----- Raw data -----

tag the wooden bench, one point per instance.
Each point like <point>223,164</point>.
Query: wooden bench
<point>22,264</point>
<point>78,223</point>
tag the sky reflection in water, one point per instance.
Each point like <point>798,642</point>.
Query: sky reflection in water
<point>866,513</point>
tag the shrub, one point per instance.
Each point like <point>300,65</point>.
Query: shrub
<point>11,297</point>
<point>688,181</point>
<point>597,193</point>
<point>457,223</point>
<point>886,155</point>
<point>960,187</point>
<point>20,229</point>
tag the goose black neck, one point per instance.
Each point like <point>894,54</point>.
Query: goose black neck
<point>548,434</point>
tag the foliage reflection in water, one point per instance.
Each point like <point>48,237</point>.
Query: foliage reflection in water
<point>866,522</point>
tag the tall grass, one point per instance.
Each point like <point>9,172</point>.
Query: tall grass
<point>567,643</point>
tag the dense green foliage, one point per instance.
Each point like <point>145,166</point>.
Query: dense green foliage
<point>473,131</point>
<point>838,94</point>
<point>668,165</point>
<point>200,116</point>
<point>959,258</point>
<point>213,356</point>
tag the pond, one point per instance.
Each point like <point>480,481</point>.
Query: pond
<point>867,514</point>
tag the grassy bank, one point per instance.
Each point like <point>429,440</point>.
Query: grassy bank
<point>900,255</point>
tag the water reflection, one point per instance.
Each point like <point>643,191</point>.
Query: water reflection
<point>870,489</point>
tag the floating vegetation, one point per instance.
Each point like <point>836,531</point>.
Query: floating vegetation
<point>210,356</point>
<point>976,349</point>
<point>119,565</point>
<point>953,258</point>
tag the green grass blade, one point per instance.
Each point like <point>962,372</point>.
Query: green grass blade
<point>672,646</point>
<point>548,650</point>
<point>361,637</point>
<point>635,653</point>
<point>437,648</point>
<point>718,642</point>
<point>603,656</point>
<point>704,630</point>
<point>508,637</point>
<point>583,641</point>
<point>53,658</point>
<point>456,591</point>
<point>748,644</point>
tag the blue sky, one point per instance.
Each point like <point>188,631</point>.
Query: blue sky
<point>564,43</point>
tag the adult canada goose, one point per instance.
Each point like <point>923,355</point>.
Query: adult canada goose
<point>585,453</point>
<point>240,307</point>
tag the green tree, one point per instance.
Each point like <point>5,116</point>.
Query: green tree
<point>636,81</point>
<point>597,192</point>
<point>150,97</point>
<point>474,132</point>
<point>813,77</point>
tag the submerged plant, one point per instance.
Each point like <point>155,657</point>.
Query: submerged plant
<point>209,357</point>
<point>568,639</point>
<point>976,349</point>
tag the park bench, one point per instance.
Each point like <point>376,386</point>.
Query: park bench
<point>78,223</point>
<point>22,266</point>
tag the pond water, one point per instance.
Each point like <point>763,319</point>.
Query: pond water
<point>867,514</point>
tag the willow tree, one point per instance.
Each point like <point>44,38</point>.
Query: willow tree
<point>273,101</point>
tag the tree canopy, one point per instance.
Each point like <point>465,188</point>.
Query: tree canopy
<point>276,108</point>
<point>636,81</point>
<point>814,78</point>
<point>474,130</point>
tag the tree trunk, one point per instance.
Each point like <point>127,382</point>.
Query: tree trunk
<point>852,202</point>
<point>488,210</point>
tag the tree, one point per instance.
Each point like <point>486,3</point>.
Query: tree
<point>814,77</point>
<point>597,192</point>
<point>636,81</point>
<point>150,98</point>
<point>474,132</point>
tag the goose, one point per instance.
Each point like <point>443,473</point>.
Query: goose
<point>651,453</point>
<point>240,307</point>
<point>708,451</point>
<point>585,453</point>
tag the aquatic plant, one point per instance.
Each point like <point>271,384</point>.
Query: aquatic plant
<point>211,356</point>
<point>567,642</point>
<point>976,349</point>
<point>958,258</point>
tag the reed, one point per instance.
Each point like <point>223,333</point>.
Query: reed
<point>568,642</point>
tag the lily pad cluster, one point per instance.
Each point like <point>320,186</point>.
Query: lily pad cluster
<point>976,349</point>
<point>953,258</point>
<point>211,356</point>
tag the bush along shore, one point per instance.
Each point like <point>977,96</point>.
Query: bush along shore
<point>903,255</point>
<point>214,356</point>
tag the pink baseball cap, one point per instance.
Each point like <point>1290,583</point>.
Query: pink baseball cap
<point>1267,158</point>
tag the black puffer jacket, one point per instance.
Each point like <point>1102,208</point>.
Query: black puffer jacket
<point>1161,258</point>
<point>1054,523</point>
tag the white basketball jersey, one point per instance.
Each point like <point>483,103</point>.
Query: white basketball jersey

-----

• [Exercise aim]
Reproduce all of the records above, swapping "one point per instance" for "a single point for each instance" and leaving everything else unchanged.

• [Full answer]
tag the wooden bench, a single point for each instance.
Each point like <point>223,164</point>.
Query: wooden bench
<point>22,264</point>
<point>78,223</point>
tag the sky reflection in water, a single point for each instance.
Each point like <point>798,642</point>.
Query: sky reflection in water
<point>866,513</point>
tag the shrub, a single point for each instance.
Each point like <point>300,65</point>.
Query: shrub
<point>11,297</point>
<point>688,181</point>
<point>597,193</point>
<point>457,223</point>
<point>886,155</point>
<point>960,187</point>
<point>20,229</point>
tag the goose black neck, a single point for each instance.
Each point like <point>894,54</point>.
Query: goose black neck
<point>548,434</point>
tag the foliage reflection in water, a single point for each instance.
Each point like <point>48,237</point>.
Query: foliage reflection in water
<point>866,522</point>
tag the tall grass, a single point for each instance.
Each point like <point>9,172</point>.
Query: tall grass
<point>567,643</point>
tag the dense green foliage, a single point for each instance.
Each point like <point>145,166</point>.
Query: dense green foliage
<point>473,131</point>
<point>838,94</point>
<point>668,165</point>
<point>200,116</point>
<point>959,258</point>
<point>213,356</point>
tag the pond, a single point for each instance.
Each point like <point>480,481</point>.
Query: pond
<point>867,514</point>
tag the grassy bank, a single point for each instance.
Each point like <point>429,440</point>.
Query: grassy bank
<point>900,255</point>
tag the water reflection, a single point for each instance.
Each point like <point>643,191</point>.
Query: water reflection
<point>870,489</point>
tag the floating vegetation, a single point for each instance.
Each point like <point>836,531</point>.
Query: floating vegetation
<point>210,356</point>
<point>976,349</point>
<point>119,565</point>
<point>953,258</point>
tag the green grass blade, a single point for each instance.
Each point like <point>962,372</point>.
Query: green grass blade
<point>672,646</point>
<point>548,650</point>
<point>361,637</point>
<point>635,653</point>
<point>437,648</point>
<point>718,642</point>
<point>603,656</point>
<point>704,630</point>
<point>508,637</point>
<point>583,641</point>
<point>53,658</point>
<point>456,591</point>
<point>748,644</point>
tag the blue sky, a single point for each instance.
Each point like <point>188,631</point>.
Query: blue sky
<point>564,43</point>
tag the adult canada goose, a single point for each instance.
Each point like <point>923,355</point>.
Query: adult canada goose
<point>585,453</point>
<point>240,307</point>
tag the green tree, a single point for each instance.
Each point like <point>5,116</point>.
Query: green tree
<point>636,81</point>
<point>597,192</point>
<point>150,97</point>
<point>474,132</point>
<point>813,77</point>
tag the submerged plant, a single point for each instance.
Each point like <point>155,657</point>.
Query: submerged plant
<point>209,357</point>
<point>568,639</point>
<point>976,349</point>
tag the park bench, a single point for each instance.
Each point like <point>376,386</point>.
Query: park bench
<point>78,223</point>
<point>22,266</point>
tag the pond water, a single point for each instance.
Each point like <point>763,319</point>.
Query: pond water
<point>867,514</point>
tag the willow tree, a single point for each instance.
Each point like <point>44,38</point>.
Query: willow tree
<point>273,101</point>
tag the tree canopy, a single point for each instance.
Each point like <point>465,188</point>.
Query: tree canopy
<point>276,108</point>
<point>636,81</point>
<point>814,78</point>
<point>474,130</point>
tag the tree trunk, a single point for each instance.
Each point like <point>127,382</point>.
Query: tree trunk
<point>852,202</point>
<point>488,210</point>
tag the tree, a single point for each instance.
Each point like <point>486,3</point>.
Query: tree
<point>814,77</point>
<point>597,192</point>
<point>636,81</point>
<point>150,98</point>
<point>474,132</point>
tag the goose, a single point for each instance.
Each point like <point>443,473</point>.
Query: goose
<point>651,453</point>
<point>240,307</point>
<point>708,451</point>
<point>585,453</point>
tag the aquatic plant, a single point for each instance.
Each point like <point>271,384</point>.
Query: aquatic plant
<point>211,356</point>
<point>567,642</point>
<point>976,349</point>
<point>958,258</point>
tag the reed, a single point for each instance.
Each point like <point>223,333</point>.
Query: reed
<point>568,642</point>
tag the lily pad cluster, a single point for each instance.
Each point like <point>320,186</point>.
Query: lily pad cluster
<point>976,349</point>
<point>953,258</point>
<point>211,356</point>
tag the bush along shore, a single point for each instance.
Each point like <point>977,96</point>.
Query: bush along shore
<point>903,255</point>
<point>214,356</point>
tag the pink baseball cap, a single point for each instance.
Each point like <point>1290,583</point>.
Query: pink baseball cap
<point>1267,158</point>
tag the black puffer jacket, a single point for each instance.
Each point like <point>1102,208</point>.
Query: black puffer jacket
<point>1161,258</point>
<point>1054,523</point>
tag the white basketball jersey, a single point for each instance.
Each point like <point>483,103</point>.
Query: white basketball jersey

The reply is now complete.